_Given exercise_
Rewrite the lines of the records below, replacing "Outlines" with "Polygons" throughout and leaving everything else unchanged.

_Material for the task_
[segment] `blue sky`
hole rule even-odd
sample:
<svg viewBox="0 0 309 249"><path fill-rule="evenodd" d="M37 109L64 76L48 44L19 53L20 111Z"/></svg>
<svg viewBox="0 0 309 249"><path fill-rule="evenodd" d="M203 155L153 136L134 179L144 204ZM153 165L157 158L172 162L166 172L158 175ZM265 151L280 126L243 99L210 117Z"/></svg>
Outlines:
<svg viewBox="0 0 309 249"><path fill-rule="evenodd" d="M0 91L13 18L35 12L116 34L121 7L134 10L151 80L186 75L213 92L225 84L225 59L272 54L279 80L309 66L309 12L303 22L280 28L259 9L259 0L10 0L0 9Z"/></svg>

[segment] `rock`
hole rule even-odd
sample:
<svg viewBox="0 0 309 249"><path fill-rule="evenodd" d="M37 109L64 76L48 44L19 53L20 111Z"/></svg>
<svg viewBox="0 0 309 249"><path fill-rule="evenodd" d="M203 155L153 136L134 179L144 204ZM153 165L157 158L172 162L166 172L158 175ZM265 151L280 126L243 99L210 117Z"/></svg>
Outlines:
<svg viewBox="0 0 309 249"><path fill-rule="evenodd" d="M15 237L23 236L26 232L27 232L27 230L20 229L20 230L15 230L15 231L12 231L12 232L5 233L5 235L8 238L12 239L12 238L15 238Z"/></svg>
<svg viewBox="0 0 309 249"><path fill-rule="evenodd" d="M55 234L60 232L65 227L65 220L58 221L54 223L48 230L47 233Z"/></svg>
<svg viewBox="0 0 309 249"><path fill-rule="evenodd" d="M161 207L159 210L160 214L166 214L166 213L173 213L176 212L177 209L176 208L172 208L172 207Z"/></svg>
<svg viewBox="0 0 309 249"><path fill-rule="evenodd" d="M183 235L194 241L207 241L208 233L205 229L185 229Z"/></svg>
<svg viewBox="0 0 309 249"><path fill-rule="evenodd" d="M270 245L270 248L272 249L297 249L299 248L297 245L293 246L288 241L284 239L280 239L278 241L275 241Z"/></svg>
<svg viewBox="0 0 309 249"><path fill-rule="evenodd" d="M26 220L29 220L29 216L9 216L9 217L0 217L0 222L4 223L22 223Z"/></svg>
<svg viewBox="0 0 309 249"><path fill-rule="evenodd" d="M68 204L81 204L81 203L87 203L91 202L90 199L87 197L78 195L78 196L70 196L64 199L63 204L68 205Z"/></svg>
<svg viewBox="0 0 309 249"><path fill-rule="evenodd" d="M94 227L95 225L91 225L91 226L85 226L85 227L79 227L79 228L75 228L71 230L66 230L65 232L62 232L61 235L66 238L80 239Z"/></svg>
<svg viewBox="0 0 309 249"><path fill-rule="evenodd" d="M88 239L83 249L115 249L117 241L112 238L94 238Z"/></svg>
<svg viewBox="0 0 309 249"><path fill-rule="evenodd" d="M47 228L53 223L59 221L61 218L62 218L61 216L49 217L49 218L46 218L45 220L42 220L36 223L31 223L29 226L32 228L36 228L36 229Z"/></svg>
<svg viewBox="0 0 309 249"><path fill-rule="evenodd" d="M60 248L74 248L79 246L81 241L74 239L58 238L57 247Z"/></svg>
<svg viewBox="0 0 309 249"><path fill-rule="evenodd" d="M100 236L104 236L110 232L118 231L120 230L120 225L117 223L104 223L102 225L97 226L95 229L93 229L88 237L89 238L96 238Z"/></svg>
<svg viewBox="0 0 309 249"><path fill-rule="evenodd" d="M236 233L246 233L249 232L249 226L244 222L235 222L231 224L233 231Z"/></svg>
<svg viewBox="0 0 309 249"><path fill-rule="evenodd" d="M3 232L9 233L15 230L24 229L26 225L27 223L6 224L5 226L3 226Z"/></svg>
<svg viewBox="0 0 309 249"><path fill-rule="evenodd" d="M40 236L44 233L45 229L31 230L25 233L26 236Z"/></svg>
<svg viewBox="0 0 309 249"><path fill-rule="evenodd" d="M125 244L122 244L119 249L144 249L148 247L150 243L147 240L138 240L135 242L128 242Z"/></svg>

_Full answer_
[segment] `blue sky`
hole rule even-odd
sample:
<svg viewBox="0 0 309 249"><path fill-rule="evenodd" d="M37 109L64 76L48 44L19 53L20 111Z"/></svg>
<svg viewBox="0 0 309 249"><path fill-rule="evenodd" d="M203 155L153 136L134 179L144 204ZM153 165L157 158L172 162L166 172L158 175ZM265 151L280 126L243 99L210 117Z"/></svg>
Polygons:
<svg viewBox="0 0 309 249"><path fill-rule="evenodd" d="M0 91L13 18L35 12L116 34L121 7L134 10L151 80L186 75L213 92L225 84L225 59L272 54L279 80L309 66L309 12L303 22L280 28L259 9L259 0L10 0L0 9Z"/></svg>

[segment] `rock`
hole rule even-odd
sample:
<svg viewBox="0 0 309 249"><path fill-rule="evenodd" d="M37 109L64 76L48 44L19 53L20 111Z"/></svg>
<svg viewBox="0 0 309 249"><path fill-rule="evenodd" d="M203 155L153 136L134 179L144 204ZM153 165L157 158L172 162L166 172L158 175ZM265 151L280 126L243 99L210 117Z"/></svg>
Polygons:
<svg viewBox="0 0 309 249"><path fill-rule="evenodd" d="M15 237L23 236L26 232L27 232L27 230L20 229L20 230L15 230L15 231L12 231L12 232L5 233L5 235L8 238L12 239L12 238L15 238Z"/></svg>
<svg viewBox="0 0 309 249"><path fill-rule="evenodd" d="M55 234L60 232L65 227L65 220L58 221L54 223L48 230L47 233Z"/></svg>
<svg viewBox="0 0 309 249"><path fill-rule="evenodd" d="M161 207L159 210L160 214L166 214L166 213L173 213L176 212L177 209L176 208L172 208L172 207Z"/></svg>
<svg viewBox="0 0 309 249"><path fill-rule="evenodd" d="M183 235L194 241L207 241L208 233L205 229L185 229Z"/></svg>
<svg viewBox="0 0 309 249"><path fill-rule="evenodd" d="M270 245L270 248L272 249L297 249L299 248L297 245L293 246L288 241L284 239L280 239L278 241L275 241Z"/></svg>
<svg viewBox="0 0 309 249"><path fill-rule="evenodd" d="M26 220L29 220L29 216L9 216L9 217L0 217L0 222L4 223L22 223Z"/></svg>
<svg viewBox="0 0 309 249"><path fill-rule="evenodd" d="M68 204L81 204L81 203L87 203L91 202L90 199L87 197L78 195L78 196L70 196L64 199L63 204L68 205Z"/></svg>
<svg viewBox="0 0 309 249"><path fill-rule="evenodd" d="M94 227L95 225L91 225L91 226L85 226L85 227L79 227L79 228L75 228L71 230L66 230L65 232L62 232L61 235L66 238L80 239Z"/></svg>
<svg viewBox="0 0 309 249"><path fill-rule="evenodd" d="M88 239L83 249L115 249L117 241L112 238L94 238Z"/></svg>
<svg viewBox="0 0 309 249"><path fill-rule="evenodd" d="M47 228L53 223L59 221L61 218L62 218L61 216L49 217L49 218L46 218L45 220L42 220L36 223L31 223L29 226L32 228L36 228L36 229Z"/></svg>
<svg viewBox="0 0 309 249"><path fill-rule="evenodd" d="M60 248L74 248L79 246L81 241L74 239L58 238L57 247Z"/></svg>
<svg viewBox="0 0 309 249"><path fill-rule="evenodd" d="M100 236L104 236L110 232L118 231L120 230L120 225L117 223L104 223L102 225L97 226L95 229L93 229L88 237L89 238L96 238Z"/></svg>
<svg viewBox="0 0 309 249"><path fill-rule="evenodd" d="M236 233L246 233L249 232L249 226L244 222L235 222L231 224L233 231Z"/></svg>
<svg viewBox="0 0 309 249"><path fill-rule="evenodd" d="M3 232L9 233L15 230L24 229L26 225L27 223L6 224L5 226L3 226Z"/></svg>
<svg viewBox="0 0 309 249"><path fill-rule="evenodd" d="M40 236L44 233L45 229L31 230L25 233L26 236Z"/></svg>
<svg viewBox="0 0 309 249"><path fill-rule="evenodd" d="M125 244L122 244L119 249L144 249L148 247L150 243L147 240L138 240L135 242L128 242Z"/></svg>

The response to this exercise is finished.